§ Work to do
Nothing but the lines from the one with "Mark the fork tine with a point." to the final line should be returned, each exactly as it appears.

## Begin Data entries

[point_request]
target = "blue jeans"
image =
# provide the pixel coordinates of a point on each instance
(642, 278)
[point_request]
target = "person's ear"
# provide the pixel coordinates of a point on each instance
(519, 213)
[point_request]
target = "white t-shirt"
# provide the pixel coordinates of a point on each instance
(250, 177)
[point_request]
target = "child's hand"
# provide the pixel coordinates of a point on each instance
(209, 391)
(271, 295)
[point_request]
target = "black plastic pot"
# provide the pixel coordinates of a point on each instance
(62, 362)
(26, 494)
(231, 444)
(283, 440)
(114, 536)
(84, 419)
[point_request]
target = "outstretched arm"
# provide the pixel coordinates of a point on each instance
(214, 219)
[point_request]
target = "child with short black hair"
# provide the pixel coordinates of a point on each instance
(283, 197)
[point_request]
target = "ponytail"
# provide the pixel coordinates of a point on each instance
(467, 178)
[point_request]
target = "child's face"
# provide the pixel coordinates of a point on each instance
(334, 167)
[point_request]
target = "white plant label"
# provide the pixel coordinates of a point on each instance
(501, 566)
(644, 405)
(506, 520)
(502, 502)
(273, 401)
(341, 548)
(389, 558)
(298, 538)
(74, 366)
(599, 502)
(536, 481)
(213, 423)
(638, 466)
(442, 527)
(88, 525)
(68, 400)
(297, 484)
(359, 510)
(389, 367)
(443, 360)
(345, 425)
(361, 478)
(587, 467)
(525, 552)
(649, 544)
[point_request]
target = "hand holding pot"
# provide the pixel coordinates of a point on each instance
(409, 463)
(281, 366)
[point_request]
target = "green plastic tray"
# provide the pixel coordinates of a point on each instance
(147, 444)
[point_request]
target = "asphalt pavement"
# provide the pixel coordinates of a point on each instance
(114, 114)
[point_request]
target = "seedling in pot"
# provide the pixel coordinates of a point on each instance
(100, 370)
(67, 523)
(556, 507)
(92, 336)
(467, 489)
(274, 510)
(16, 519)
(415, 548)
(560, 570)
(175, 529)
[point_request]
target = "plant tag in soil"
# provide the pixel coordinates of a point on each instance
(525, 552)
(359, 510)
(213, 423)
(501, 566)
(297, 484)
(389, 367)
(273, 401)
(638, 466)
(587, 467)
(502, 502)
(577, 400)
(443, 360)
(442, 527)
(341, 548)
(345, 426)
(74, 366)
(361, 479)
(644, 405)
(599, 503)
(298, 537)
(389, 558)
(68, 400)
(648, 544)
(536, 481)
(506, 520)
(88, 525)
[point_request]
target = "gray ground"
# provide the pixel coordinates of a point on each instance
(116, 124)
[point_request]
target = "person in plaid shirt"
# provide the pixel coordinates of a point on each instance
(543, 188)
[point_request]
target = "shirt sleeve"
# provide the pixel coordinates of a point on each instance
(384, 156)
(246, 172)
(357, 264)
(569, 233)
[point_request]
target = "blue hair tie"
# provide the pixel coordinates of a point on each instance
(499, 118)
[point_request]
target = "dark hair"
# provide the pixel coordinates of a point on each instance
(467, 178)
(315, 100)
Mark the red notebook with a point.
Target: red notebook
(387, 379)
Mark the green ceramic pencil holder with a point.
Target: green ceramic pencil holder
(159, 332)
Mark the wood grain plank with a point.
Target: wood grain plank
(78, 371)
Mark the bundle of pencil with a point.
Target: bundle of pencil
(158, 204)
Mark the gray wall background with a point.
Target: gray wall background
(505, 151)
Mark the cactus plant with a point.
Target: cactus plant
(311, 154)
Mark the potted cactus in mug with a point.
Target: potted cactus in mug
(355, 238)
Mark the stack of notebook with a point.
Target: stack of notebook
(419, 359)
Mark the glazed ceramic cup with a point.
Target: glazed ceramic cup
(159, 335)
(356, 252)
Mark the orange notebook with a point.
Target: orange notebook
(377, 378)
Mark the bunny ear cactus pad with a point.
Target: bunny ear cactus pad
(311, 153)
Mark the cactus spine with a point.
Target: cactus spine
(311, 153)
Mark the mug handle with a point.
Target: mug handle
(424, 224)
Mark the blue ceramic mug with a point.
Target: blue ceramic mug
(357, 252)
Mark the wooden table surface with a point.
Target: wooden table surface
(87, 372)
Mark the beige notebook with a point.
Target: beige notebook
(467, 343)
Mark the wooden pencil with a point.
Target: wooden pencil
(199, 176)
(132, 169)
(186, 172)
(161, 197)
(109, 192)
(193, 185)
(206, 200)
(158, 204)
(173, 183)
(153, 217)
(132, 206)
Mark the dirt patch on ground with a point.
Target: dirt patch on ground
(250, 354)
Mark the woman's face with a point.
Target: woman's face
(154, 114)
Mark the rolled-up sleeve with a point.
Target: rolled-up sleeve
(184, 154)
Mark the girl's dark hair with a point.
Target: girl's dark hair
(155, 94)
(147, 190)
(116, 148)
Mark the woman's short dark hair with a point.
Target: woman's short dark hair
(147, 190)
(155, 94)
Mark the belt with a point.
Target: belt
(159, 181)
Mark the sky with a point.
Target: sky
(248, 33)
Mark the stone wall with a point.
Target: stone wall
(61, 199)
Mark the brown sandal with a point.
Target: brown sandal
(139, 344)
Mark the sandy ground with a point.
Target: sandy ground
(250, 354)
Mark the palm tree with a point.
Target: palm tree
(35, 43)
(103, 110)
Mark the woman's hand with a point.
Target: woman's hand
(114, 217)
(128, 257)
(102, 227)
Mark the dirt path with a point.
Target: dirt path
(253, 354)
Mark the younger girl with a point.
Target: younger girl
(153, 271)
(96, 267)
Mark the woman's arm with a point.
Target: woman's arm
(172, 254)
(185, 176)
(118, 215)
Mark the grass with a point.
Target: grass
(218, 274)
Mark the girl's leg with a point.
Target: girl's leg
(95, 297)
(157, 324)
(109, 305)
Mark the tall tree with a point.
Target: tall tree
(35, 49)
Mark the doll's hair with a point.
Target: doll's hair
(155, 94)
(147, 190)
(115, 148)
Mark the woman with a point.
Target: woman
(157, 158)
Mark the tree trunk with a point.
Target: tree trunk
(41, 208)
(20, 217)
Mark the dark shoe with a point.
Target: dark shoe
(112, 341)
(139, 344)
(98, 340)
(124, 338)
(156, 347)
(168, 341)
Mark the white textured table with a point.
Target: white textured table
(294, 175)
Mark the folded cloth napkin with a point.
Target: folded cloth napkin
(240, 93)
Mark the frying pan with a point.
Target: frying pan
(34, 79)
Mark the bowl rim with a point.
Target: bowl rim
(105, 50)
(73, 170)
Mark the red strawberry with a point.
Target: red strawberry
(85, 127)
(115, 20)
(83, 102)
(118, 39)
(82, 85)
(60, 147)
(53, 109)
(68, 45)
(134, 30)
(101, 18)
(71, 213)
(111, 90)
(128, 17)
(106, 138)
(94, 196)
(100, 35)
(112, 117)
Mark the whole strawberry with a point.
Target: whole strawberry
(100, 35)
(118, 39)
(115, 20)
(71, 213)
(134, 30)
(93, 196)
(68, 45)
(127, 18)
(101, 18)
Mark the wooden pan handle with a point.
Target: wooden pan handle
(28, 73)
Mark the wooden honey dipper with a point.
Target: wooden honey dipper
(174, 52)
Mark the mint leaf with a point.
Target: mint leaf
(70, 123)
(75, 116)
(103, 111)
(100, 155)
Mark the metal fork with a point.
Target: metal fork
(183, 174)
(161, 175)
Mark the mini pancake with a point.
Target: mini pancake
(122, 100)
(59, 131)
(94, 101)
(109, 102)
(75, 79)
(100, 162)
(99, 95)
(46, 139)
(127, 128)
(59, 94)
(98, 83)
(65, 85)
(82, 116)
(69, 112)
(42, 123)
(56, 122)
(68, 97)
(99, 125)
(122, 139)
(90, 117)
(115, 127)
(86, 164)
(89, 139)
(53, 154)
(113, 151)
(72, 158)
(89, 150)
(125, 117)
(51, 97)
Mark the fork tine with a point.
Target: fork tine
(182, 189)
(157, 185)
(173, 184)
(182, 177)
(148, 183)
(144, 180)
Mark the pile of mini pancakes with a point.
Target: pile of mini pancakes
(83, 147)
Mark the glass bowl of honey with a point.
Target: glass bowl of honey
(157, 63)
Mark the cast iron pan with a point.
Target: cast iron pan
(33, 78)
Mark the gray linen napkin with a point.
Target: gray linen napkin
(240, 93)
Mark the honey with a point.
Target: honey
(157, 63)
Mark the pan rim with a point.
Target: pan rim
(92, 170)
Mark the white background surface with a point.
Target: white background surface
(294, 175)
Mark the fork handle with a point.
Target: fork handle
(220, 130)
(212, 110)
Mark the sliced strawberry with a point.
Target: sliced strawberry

## End Data entries

§ Solution to this task
Mark the fork tine with a point.
Target: fork tine
(182, 189)
(157, 185)
(173, 184)
(182, 177)
(148, 183)
(144, 180)
Mark the pile of mini pancakes with a point.
Target: pile of mini pancakes
(83, 147)
Mark the glass bowl of honey with a point.
Target: glass bowl of honey
(157, 63)
Mark the cast iron pan with a point.
Target: cast iron pan
(33, 78)
Mark the gray linen napkin with a point.
Target: gray linen napkin
(240, 93)
Mark the honey with a point.
Target: honey
(157, 63)
Mark the pan rim with a point.
Target: pan rim
(92, 170)
Mark the white background surface with a point.
Target: white background surface
(294, 175)
Mark the fork handle with a point.
Target: fork handle
(220, 130)
(212, 110)
Mark the sliced strawberry with a point.
Target: sliced strawberry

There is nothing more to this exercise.